Given text ▸
--- START ---
### Notebook for the pseudotime analysis of ACM monocytes using `cellrank`

#### Environment: Cellrank

- **Developed by:** Alexandra Cirnu
- **Modified by:** Carlos Talavera-López
- **Würzburg Institute for Systems Immunology & Julius-Maximilian-Universität Würzburg**
- **Date of creation:** 240514
- **Date of modification:** 240515

### Import required modules

In [1]:
import cellrank as cr
import scvi
import palantir
import anndata as ad
import muon as mu
from muon import atac as ac
from muon import prot as pt
import scipy
from scipy.sparse import csr_matrix
import numpy as np
import scanpy as sc
import pandas as pd
import seaborn as sns
import warnings
import matplotlib.pyplot as plt
import torch
import plotnine as p

ModuleNotFoundError: No module named 'scvi'

### Set up working environment

In [None]:
sc.settings.verbosity = 3
sc.logging.print_versions()
--- END ---
Study material ▸
--- START ---
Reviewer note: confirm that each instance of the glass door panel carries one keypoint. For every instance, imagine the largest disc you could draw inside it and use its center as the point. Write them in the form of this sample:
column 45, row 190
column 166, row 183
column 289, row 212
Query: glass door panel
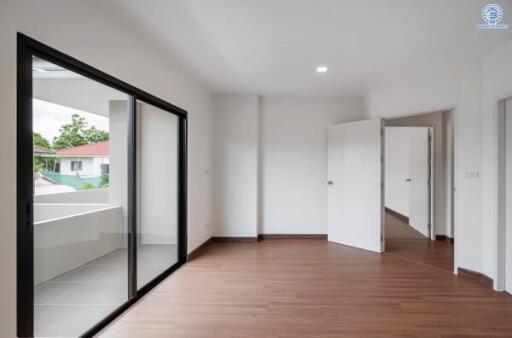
column 157, row 187
column 80, row 165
--- END ---
Exercise brief ▸
Answer these about the notebook on ACM monocytes:
1. Who is listed as the developer of the notebook?
2. Which module does the error message say is missing?
3. What value is assigned to sc.settings.verbosity?

Solution ▸
1. Alexandra Cirnu
2. scvi
3. 3